▶ [PROMPT A]:
From the forum thread on Rust's unsafe keyword below, list every like count shown beneath a reply.

▶ [TEXT TO READ]:
# # # #

We can see how Rust does this differently, instead of UB for integer overflow, we panic with overflow-checks turned on and wrap when their off. And we have a robust module/package system to avoid most cases of ODR violations (the only remaining case is unsafe with extern blocks/functions). In both cases, we've made the behavior predictable so that we can debug buggy code without the compiler hiding it's miscompliations.

So the key different that I see with Rust is that we don't need to declare an API unsafe in order to declare that some usage of it is wrong. We can simply declare that the usage is wrong, and design the APIs to prevent the bugs in the first place (module system). If we can't design the API to avoid the bugs, then we will try to detect the bugs at runtime (integer oveflow), and if even that's impossible, then we design types with weaker invariants (bstr).

4 Likes

Clearly UTF-8 is the exception since the validation is extremely expensive and very often unnecessary.

I think that something like unsafe should exist for other categories of dangerous code but that it should have another name. So I don't disagree with that aspect. What I disagreed with was the questionable evidence for "what the ecosystem does". Citing 5 examples (as happened originally) does not make for good statistics. Lack of rigorous statistics (or at least admitting the issues with the data) when making a claim is one of the things that really annoy me.

That said, in you most recent reply you provide much better numbers. What remains would be to try to estimate to what extent those numbers over/under-reports and see if those effects cancel out or not.

3 Likes

That is an interesting and plausible-sounding hypothesis, but two examples (unwrap and utf8) really isn't enough evidence to use the phrase "clearly" here.

It would be interesting to try to categorise the types of unsafe used in different segments of the ecosystem, but that would be fairly large work.

1 Like

It's very different from what C++ does because C++ doesn't have the unsafe keyword and doesn't require unsafe blocks for such unsafe APIs. How we like to use the unsafe keyword is what the discussion is all about.

# # # #

▶ [THE INPUT]:
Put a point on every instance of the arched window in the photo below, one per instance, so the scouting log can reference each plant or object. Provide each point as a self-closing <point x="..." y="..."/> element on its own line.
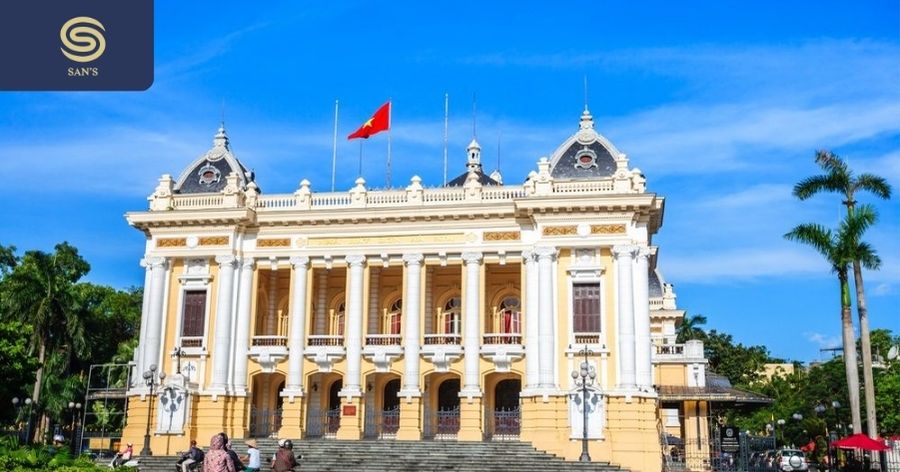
<point x="337" y="320"/>
<point x="393" y="317"/>
<point x="452" y="316"/>
<point x="510" y="316"/>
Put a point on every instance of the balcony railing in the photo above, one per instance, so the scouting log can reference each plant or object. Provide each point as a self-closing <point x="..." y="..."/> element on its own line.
<point x="325" y="340"/>
<point x="192" y="341"/>
<point x="442" y="339"/>
<point x="502" y="338"/>
<point x="383" y="340"/>
<point x="268" y="340"/>
<point x="587" y="338"/>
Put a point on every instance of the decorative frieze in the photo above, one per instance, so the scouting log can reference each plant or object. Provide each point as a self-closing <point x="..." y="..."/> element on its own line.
<point x="273" y="242"/>
<point x="214" y="241"/>
<point x="171" y="242"/>
<point x="568" y="230"/>
<point x="502" y="235"/>
<point x="608" y="229"/>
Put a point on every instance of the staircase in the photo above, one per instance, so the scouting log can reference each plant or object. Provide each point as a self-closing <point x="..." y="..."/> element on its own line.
<point x="400" y="456"/>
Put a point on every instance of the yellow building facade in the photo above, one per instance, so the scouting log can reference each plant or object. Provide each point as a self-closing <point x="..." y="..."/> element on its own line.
<point x="455" y="313"/>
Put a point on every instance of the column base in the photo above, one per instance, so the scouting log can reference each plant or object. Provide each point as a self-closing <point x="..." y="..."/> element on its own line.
<point x="410" y="420"/>
<point x="350" y="423"/>
<point x="470" y="419"/>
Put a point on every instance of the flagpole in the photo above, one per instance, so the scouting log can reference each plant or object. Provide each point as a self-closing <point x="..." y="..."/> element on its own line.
<point x="334" y="147"/>
<point x="446" y="117"/>
<point x="390" y="112"/>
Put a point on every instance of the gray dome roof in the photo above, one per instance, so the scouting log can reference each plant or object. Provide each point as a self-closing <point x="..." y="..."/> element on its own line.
<point x="208" y="172"/>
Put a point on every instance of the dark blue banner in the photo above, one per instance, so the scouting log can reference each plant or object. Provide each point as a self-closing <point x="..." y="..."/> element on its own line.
<point x="76" y="44"/>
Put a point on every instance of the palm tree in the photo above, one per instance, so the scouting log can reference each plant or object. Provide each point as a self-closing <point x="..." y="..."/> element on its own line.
<point x="839" y="249"/>
<point x="839" y="178"/>
<point x="40" y="293"/>
<point x="690" y="328"/>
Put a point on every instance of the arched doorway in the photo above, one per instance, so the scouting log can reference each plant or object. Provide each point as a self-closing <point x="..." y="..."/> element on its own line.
<point x="504" y="422"/>
<point x="265" y="405"/>
<point x="447" y="424"/>
<point x="390" y="409"/>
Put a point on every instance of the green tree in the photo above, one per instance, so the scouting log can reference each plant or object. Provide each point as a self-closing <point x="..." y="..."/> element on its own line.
<point x="839" y="178"/>
<point x="834" y="247"/>
<point x="40" y="291"/>
<point x="690" y="328"/>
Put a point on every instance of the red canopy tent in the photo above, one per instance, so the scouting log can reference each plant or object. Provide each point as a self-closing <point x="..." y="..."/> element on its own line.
<point x="860" y="441"/>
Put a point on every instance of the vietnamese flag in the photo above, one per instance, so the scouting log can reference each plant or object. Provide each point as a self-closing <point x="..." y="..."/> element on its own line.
<point x="380" y="121"/>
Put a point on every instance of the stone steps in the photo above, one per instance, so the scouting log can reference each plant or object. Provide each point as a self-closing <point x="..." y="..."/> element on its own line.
<point x="388" y="456"/>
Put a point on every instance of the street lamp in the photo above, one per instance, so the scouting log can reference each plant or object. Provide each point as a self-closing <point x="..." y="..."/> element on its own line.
<point x="28" y="402"/>
<point x="73" y="408"/>
<point x="150" y="378"/>
<point x="584" y="377"/>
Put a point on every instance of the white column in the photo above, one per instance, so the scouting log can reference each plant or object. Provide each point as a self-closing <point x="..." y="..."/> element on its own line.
<point x="321" y="302"/>
<point x="272" y="309"/>
<point x="242" y="332"/>
<point x="223" y="323"/>
<point x="158" y="268"/>
<point x="412" y="308"/>
<point x="374" y="312"/>
<point x="145" y="316"/>
<point x="294" y="386"/>
<point x="532" y="350"/>
<point x="625" y="297"/>
<point x="545" y="257"/>
<point x="353" y="329"/>
<point x="643" y="367"/>
<point x="471" y="307"/>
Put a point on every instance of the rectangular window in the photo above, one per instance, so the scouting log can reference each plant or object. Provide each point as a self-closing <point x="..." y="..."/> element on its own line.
<point x="586" y="307"/>
<point x="193" y="313"/>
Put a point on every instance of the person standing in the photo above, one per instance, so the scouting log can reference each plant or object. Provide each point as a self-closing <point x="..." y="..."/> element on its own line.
<point x="252" y="458"/>
<point x="217" y="459"/>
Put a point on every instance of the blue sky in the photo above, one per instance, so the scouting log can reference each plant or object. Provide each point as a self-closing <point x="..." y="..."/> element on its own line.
<point x="721" y="104"/>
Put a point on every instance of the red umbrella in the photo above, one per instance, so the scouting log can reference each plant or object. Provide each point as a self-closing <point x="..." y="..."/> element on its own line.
<point x="860" y="441"/>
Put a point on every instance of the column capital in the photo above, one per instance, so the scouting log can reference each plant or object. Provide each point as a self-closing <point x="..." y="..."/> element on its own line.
<point x="545" y="252"/>
<point x="300" y="262"/>
<point x="627" y="250"/>
<point x="155" y="262"/>
<point x="413" y="259"/>
<point x="643" y="252"/>
<point x="472" y="257"/>
<point x="227" y="260"/>
<point x="355" y="260"/>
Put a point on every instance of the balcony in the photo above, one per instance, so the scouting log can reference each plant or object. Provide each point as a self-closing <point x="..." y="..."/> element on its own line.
<point x="691" y="351"/>
<point x="382" y="350"/>
<point x="502" y="349"/>
<point x="442" y="350"/>
<point x="325" y="350"/>
<point x="268" y="351"/>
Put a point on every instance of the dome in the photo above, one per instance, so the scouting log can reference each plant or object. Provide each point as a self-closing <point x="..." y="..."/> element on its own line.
<point x="586" y="155"/>
<point x="208" y="172"/>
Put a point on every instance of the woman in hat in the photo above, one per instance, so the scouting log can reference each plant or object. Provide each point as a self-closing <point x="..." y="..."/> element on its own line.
<point x="252" y="458"/>
<point x="217" y="459"/>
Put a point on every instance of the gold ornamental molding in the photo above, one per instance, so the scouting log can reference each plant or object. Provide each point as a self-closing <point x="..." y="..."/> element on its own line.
<point x="214" y="241"/>
<point x="502" y="235"/>
<point x="171" y="242"/>
<point x="608" y="229"/>
<point x="365" y="240"/>
<point x="274" y="242"/>
<point x="569" y="230"/>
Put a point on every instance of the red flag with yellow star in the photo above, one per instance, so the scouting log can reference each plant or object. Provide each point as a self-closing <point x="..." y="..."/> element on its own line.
<point x="380" y="121"/>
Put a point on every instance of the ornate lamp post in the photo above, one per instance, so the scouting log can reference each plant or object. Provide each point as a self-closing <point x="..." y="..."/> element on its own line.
<point x="150" y="378"/>
<point x="73" y="410"/>
<point x="177" y="353"/>
<point x="584" y="377"/>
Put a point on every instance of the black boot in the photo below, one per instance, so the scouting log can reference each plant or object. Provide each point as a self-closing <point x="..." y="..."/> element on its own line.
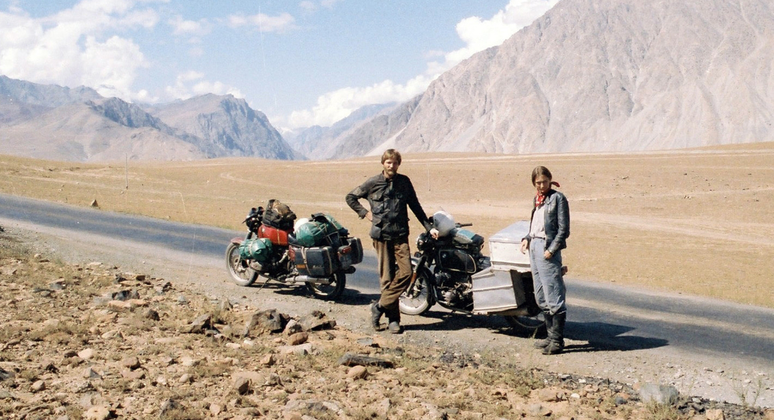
<point x="541" y="344"/>
<point x="556" y="335"/>
<point x="376" y="315"/>
<point x="394" y="321"/>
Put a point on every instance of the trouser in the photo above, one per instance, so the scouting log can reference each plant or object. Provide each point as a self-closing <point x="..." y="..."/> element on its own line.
<point x="547" y="279"/>
<point x="394" y="260"/>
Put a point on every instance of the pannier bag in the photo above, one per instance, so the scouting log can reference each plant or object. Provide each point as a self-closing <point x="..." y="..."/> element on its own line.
<point x="278" y="215"/>
<point x="276" y="236"/>
<point x="351" y="253"/>
<point x="317" y="261"/>
<point x="258" y="249"/>
<point x="467" y="240"/>
<point x="310" y="234"/>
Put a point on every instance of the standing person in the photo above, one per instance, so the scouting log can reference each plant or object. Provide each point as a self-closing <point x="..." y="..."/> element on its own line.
<point x="389" y="194"/>
<point x="549" y="229"/>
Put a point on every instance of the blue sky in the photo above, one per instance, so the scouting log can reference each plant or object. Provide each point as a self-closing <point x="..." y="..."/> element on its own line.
<point x="300" y="62"/>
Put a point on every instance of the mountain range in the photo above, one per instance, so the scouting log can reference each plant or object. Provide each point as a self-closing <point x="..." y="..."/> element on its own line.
<point x="588" y="76"/>
<point x="59" y="123"/>
<point x="602" y="76"/>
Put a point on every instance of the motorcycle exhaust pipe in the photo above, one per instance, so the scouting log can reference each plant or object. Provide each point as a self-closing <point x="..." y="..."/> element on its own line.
<point x="314" y="280"/>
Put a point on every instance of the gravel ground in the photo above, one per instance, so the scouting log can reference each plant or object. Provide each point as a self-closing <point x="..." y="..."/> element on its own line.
<point x="703" y="381"/>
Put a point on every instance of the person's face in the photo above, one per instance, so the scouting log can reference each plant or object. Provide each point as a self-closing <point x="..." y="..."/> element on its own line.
<point x="390" y="167"/>
<point x="542" y="184"/>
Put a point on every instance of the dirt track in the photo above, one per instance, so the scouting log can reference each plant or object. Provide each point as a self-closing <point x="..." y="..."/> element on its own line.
<point x="702" y="375"/>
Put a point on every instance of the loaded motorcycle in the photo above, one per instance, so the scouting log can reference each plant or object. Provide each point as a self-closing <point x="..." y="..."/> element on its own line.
<point x="452" y="272"/>
<point x="318" y="253"/>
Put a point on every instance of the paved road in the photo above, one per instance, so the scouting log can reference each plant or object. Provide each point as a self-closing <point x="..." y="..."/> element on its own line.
<point x="604" y="317"/>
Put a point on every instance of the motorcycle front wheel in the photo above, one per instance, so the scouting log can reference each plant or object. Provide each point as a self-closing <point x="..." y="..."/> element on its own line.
<point x="417" y="299"/>
<point x="335" y="287"/>
<point x="240" y="272"/>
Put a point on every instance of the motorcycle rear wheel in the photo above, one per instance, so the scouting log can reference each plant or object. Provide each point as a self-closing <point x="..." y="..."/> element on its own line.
<point x="337" y="283"/>
<point x="417" y="299"/>
<point x="240" y="271"/>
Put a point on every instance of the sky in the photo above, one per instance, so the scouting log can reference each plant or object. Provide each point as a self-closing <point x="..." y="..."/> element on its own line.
<point x="302" y="63"/>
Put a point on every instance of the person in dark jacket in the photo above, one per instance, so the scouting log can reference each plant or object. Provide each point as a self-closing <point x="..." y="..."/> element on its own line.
<point x="548" y="233"/>
<point x="389" y="194"/>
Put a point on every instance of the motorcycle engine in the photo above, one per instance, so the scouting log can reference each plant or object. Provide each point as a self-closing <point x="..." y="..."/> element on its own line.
<point x="455" y="288"/>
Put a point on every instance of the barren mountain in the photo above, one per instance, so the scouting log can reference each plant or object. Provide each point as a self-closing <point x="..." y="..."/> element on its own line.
<point x="226" y="126"/>
<point x="82" y="132"/>
<point x="607" y="75"/>
<point x="320" y="143"/>
<point x="59" y="123"/>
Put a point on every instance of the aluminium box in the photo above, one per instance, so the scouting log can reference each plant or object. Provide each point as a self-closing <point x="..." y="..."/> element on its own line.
<point x="505" y="247"/>
<point x="496" y="290"/>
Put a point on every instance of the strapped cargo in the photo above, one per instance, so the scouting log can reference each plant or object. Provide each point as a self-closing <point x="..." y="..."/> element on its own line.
<point x="258" y="249"/>
<point x="319" y="261"/>
<point x="310" y="234"/>
<point x="278" y="215"/>
<point x="467" y="240"/>
<point x="351" y="253"/>
<point x="276" y="236"/>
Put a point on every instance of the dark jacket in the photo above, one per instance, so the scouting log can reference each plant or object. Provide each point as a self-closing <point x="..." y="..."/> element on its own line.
<point x="388" y="199"/>
<point x="557" y="221"/>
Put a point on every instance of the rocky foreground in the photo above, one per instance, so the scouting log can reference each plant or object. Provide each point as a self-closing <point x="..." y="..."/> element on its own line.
<point x="95" y="342"/>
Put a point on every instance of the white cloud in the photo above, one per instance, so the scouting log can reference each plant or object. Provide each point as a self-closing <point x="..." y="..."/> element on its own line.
<point x="308" y="6"/>
<point x="263" y="22"/>
<point x="189" y="27"/>
<point x="329" y="3"/>
<point x="476" y="33"/>
<point x="193" y="83"/>
<point x="71" y="48"/>
<point x="336" y="105"/>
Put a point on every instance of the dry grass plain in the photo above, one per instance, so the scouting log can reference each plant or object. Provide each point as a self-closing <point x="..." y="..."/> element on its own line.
<point x="697" y="222"/>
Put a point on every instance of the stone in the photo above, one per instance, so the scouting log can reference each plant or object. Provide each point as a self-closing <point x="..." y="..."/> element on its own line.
<point x="242" y="385"/>
<point x="98" y="412"/>
<point x="715" y="414"/>
<point x="301" y="350"/>
<point x="38" y="386"/>
<point x="265" y="321"/>
<point x="86" y="354"/>
<point x="131" y="362"/>
<point x="199" y="325"/>
<point x="298" y="338"/>
<point x="89" y="373"/>
<point x="151" y="314"/>
<point x="316" y="321"/>
<point x="662" y="394"/>
<point x="268" y="360"/>
<point x="350" y="359"/>
<point x="357" y="372"/>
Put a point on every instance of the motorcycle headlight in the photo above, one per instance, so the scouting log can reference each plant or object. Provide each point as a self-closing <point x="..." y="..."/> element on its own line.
<point x="422" y="241"/>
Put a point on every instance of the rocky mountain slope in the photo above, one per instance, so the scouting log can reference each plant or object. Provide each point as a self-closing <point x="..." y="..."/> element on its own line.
<point x="606" y="75"/>
<point x="54" y="122"/>
<point x="139" y="346"/>
<point x="320" y="143"/>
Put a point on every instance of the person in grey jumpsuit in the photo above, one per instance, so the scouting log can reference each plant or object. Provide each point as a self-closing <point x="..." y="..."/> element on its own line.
<point x="548" y="233"/>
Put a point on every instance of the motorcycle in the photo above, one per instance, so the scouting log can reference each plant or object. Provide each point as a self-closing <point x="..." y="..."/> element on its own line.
<point x="278" y="253"/>
<point x="452" y="272"/>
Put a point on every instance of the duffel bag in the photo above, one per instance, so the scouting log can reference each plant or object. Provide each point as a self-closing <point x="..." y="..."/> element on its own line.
<point x="278" y="215"/>
<point x="310" y="234"/>
<point x="276" y="236"/>
<point x="319" y="261"/>
<point x="351" y="253"/>
<point x="258" y="249"/>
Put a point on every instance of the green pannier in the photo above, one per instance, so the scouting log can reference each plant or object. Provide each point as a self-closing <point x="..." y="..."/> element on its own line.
<point x="310" y="234"/>
<point x="258" y="249"/>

# # # #

▶ [PROMPT B]:
Return each line of the records that contains the string "exhaust". Matching is case-sensitive.

▶ [ANSWER A]:
4 Likes
3 Likes
1 Like

▶ [ANSWER B]:
Put a point on every instance of the motorcycle exhaust pipe in the photo above, one per instance, so the scouting log can reference each plant or object. Provide each point as a self-closing <point x="..." y="..."/> element on its own line.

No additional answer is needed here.